Given text:
________

/kiss-aligner

Simple Kaldi recipe for forced alignment

Primary LanguageShell

KISS Aligner

Just a simple Kaldi recipe for forced alignment

Requirements

Bring your own:

  • Kaldi
  • Audio files with utterance-aligned text transcripts
  • Lexicon

Optional:

Environment setup

Modify path.sh so that KALDI_ROOT points to your local Kaldi installation. Running path.sh for the first time will create symbolic links here to the WSJ steps and utils directories whose scripts provide the basis for most Kaldi recipes.

Note: You should run the aligner from this directory so that all relative paths in the standard egs scripts resolve correctly. You can specify where to write output data by passing the --workdir argument to run.sh (by default it will create a new directory align here to work in).

Data preparation

To get started, you need to prepare your target dataset according to the instructions given here. We recommend reading that page for full details of required files!

One option is to create two files:

  • Metadata file with lines like <full-audio-path> <normalized-transcript>
  • Pronunciation lexicon with lines like <word> <phone-string> (phones separated by spaces)

These files can be passed to run.sh using the --meta and --lex options, along with an --audio-root specifying the longest common sub-path of all audio files in the corpus. If audio files are in speaker-specific subdirectories, then we try and infer those speaker IDs as well as utterance IDs from the full audio filepath. See local/corpus/vctk_make_meta.sh for an example script creating such a metadata file, and local/lexicon/cmudict_make_lex.sh for one cleaning up a freely-available lexicon.

Alternatively, you may want to create all the necessary files yourself. See local/corpus/vctk_data_prep.sh and local/lexicon/cmudict_data_prep.sh for sample scripts building these directories, and the descriptions of required files below.

Training data

Below are the files you need to create relating to the audio and text files in your training corpus. All files should be placed under the $workdir you would like to use for aligning your data. Data fields in all files are space-separated.

________

Short exercise 1:
For each statement about the KISS Aligner page, answer yes or no and quote the deciding words of the page.
(a) Passing the --workdir argument to run.sh sets where output data is written.
(b) Data fields in all files are tab-separated.
(c) Running path.sh for the first time creates symbolic links to the WSJ steps and utils directories.
Short exercise 2: Please copy the passage of the KISS Aligner page starting with "Note: You should" and going on through "to work in).", swapping "directory" for "folder" throughout.
The data that follows is not needed for anything here.

Stored records:
________

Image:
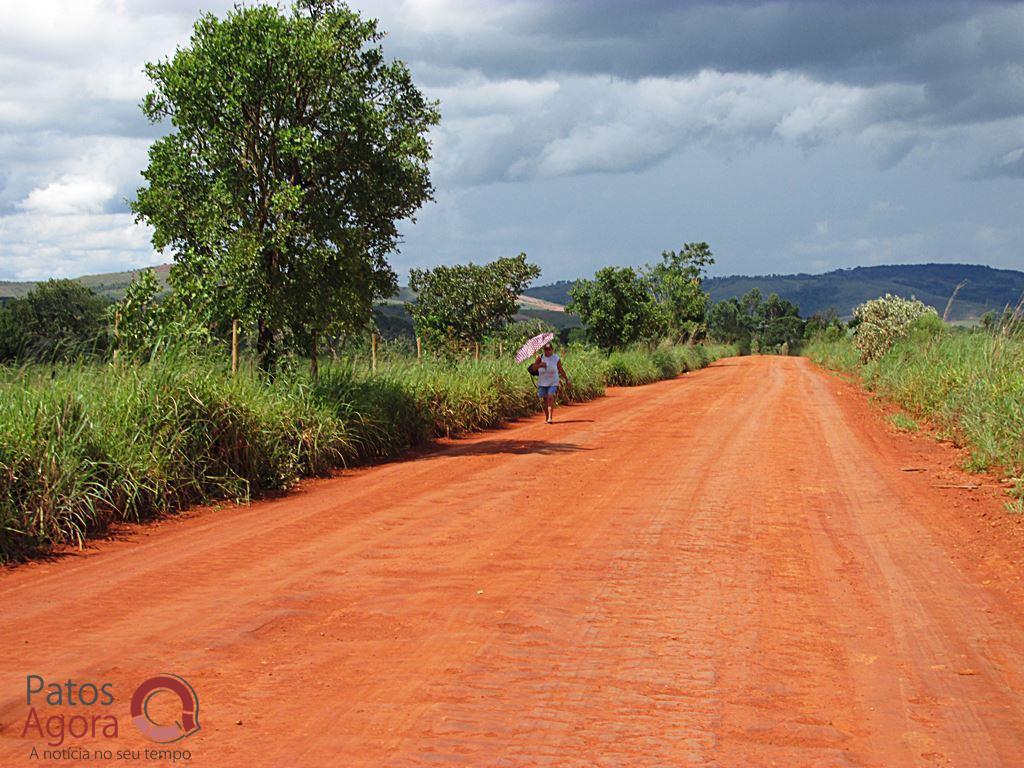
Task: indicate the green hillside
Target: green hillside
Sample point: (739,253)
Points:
(844,289)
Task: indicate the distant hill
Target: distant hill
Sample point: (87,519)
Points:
(844,289)
(111,285)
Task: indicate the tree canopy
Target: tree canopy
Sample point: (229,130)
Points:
(617,307)
(757,325)
(458,305)
(295,150)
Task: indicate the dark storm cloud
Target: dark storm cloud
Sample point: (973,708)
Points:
(966,59)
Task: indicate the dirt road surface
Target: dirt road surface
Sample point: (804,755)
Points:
(745,566)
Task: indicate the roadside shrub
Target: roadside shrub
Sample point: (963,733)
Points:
(968,383)
(881,323)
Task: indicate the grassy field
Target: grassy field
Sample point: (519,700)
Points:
(970,384)
(82,446)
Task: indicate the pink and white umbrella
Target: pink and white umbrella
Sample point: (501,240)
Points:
(532,346)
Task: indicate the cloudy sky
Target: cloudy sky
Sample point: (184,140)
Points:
(793,136)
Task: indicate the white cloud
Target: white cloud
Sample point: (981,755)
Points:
(69,196)
(572,124)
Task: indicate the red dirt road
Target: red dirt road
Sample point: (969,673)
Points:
(731,569)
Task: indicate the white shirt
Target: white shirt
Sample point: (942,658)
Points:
(548,377)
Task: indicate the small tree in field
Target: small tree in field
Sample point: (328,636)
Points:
(58,318)
(675,283)
(881,323)
(295,148)
(617,307)
(457,306)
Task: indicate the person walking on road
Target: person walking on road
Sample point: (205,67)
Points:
(549,371)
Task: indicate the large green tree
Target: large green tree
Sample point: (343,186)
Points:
(295,148)
(617,307)
(458,305)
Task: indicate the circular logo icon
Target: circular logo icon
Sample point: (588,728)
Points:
(159,732)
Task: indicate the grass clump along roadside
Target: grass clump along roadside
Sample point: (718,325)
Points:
(86,444)
(968,382)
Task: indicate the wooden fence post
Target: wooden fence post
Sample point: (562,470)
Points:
(117,322)
(235,347)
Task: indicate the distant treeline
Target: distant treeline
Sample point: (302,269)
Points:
(985,289)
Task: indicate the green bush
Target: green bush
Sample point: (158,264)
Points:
(881,323)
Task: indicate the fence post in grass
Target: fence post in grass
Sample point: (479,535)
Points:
(235,347)
(117,322)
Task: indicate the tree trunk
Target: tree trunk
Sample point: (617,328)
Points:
(265,346)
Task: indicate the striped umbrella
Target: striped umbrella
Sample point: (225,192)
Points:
(532,346)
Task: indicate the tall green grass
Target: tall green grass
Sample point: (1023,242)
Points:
(968,383)
(82,445)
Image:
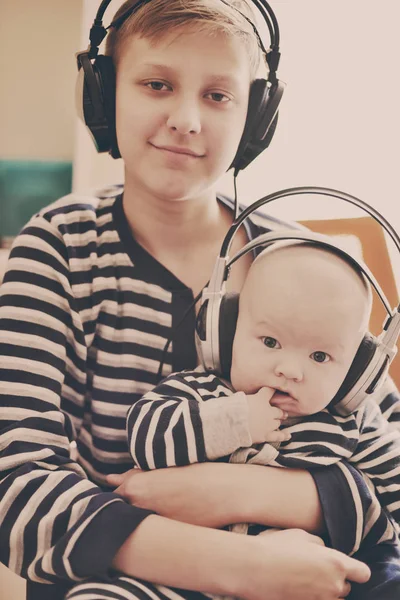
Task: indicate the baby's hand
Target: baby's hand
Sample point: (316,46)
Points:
(264,419)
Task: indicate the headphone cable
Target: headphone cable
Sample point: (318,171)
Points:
(170,339)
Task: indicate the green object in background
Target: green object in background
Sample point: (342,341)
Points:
(26,186)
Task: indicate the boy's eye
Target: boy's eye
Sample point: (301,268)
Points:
(157,86)
(271,342)
(218,97)
(320,356)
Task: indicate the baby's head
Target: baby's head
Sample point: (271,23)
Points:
(303,312)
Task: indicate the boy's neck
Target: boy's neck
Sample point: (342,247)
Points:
(164,225)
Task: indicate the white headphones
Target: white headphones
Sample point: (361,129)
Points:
(217,317)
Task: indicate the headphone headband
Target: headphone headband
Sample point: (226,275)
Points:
(297,191)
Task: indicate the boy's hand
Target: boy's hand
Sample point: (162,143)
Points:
(264,419)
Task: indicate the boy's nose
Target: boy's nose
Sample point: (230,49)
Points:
(290,369)
(184,117)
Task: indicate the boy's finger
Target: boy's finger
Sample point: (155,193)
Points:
(357,571)
(278,436)
(279,413)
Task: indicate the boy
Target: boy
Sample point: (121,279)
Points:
(303,312)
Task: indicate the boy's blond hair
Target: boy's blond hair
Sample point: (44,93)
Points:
(156,17)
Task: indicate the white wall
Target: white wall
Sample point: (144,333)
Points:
(37,73)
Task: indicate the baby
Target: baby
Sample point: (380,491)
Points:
(303,312)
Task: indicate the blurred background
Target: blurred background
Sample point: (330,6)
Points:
(339,121)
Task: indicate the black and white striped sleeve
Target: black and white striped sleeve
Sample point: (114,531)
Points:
(188,418)
(378,455)
(52,518)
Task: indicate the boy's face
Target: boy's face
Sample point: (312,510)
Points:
(181,105)
(300,324)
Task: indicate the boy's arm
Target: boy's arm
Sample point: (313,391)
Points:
(186,420)
(51,515)
(281,565)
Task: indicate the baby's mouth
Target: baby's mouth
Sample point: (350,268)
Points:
(280,397)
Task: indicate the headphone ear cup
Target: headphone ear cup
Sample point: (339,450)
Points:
(228,316)
(105,73)
(362,359)
(261,121)
(97,98)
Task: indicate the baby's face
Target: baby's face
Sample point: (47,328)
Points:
(298,330)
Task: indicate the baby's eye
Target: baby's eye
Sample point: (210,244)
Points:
(271,342)
(320,356)
(218,97)
(157,86)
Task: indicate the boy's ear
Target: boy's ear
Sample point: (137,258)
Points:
(261,121)
(96,101)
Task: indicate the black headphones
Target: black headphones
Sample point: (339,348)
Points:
(217,317)
(96,90)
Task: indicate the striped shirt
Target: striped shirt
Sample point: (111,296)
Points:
(85,313)
(195,417)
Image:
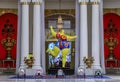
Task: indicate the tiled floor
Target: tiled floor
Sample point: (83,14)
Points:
(115,78)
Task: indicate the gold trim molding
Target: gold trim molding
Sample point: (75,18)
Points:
(36,3)
(112,10)
(49,12)
(83,3)
(4,10)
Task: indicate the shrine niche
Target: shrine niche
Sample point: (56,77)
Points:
(111,39)
(53,63)
(8,31)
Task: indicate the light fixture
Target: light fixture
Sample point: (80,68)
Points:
(59,21)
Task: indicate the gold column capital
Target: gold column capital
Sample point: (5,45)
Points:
(24,3)
(36,3)
(95,3)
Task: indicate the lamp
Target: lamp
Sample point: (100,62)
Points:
(59,21)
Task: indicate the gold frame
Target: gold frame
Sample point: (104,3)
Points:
(7,10)
(111,10)
(49,12)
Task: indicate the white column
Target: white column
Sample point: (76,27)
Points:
(95,35)
(36,35)
(24,32)
(83,32)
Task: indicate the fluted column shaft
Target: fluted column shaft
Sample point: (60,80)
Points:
(25,32)
(83,33)
(36,35)
(95,35)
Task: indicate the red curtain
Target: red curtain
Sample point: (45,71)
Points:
(12,20)
(116,20)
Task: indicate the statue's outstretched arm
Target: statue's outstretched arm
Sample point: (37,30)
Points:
(52,31)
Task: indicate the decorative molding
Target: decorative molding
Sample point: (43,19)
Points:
(49,12)
(112,10)
(4,10)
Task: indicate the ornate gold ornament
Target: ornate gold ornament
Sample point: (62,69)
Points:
(29,62)
(88,61)
(49,12)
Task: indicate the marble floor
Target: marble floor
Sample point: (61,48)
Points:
(114,78)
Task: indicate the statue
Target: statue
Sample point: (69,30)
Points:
(62,44)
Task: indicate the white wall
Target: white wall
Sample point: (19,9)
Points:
(8,4)
(111,4)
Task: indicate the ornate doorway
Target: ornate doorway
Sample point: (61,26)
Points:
(53,64)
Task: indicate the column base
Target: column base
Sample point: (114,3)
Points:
(96,68)
(34,71)
(83,70)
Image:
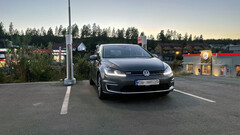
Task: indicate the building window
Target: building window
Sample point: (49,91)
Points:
(206,69)
(238,70)
(189,68)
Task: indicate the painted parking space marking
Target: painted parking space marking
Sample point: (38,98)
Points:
(64,109)
(205,99)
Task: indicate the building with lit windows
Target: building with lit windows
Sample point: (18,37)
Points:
(216,64)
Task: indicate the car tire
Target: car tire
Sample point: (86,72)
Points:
(101,95)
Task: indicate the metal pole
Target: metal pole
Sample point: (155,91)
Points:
(70,80)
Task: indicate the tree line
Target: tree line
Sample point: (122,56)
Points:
(93,34)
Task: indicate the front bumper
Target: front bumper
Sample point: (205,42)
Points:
(126,85)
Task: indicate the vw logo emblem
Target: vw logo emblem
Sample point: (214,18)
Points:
(205,56)
(146,73)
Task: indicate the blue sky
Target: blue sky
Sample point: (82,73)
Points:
(211,18)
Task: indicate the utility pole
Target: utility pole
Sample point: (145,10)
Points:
(70,80)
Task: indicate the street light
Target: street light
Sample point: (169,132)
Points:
(70,80)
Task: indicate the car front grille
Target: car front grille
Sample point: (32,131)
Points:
(140,73)
(145,88)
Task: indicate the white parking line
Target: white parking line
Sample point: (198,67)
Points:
(65,101)
(205,99)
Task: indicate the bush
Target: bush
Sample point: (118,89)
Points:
(41,69)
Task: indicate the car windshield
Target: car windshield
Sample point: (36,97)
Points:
(124,51)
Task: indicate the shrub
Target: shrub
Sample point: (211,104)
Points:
(81,67)
(1,76)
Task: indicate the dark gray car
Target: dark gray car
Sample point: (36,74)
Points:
(128,69)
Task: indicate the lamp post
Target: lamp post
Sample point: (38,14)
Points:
(70,80)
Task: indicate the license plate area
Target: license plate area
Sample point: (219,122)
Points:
(147,82)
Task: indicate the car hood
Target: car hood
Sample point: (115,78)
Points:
(135,64)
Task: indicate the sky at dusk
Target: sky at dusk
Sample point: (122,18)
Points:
(211,18)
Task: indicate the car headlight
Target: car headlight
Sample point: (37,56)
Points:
(113,72)
(167,69)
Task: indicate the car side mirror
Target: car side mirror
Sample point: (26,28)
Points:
(93,57)
(155,55)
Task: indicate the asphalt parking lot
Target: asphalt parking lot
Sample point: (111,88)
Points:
(200,105)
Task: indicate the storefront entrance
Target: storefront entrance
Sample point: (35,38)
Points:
(206,69)
(238,70)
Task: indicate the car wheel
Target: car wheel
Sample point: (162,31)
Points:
(101,95)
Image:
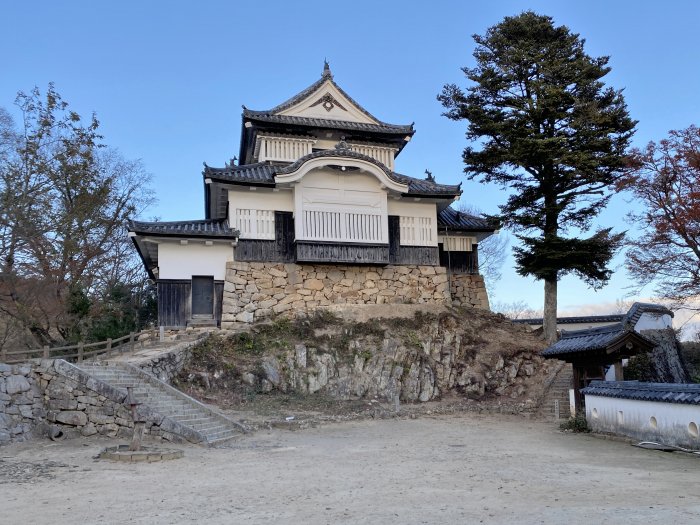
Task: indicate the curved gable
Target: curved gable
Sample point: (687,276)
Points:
(328,102)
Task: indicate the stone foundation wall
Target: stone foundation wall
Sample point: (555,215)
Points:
(257,290)
(51,397)
(469,290)
(21,402)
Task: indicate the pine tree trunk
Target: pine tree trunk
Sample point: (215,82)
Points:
(549,327)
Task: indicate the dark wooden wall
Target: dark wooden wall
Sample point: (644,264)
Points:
(460,262)
(279,250)
(175,302)
(342,253)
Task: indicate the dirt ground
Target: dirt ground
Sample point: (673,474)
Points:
(458,468)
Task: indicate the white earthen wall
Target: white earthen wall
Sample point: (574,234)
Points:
(633,418)
(177,261)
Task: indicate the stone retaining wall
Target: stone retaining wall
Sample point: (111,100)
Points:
(256,290)
(48,396)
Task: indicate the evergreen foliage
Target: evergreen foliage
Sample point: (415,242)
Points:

________

Correct output 1:
(a) Yes: "You can specify where to write output data by passing the --workdir argument to run.sh"
(b) No: "Data fields in all files are space-separated."
(c) Yes: "Running path.sh for the first time will create symbolic links here to the WSJ steps and utils directories"

Correct output 2:
Note: You should run the aligner from this folder so that all relative paths in the standard egs scripts resolve correctly. You can specify where to write output data by passing the --workdir argument to run.sh (by default it will create a new folder align here to work in).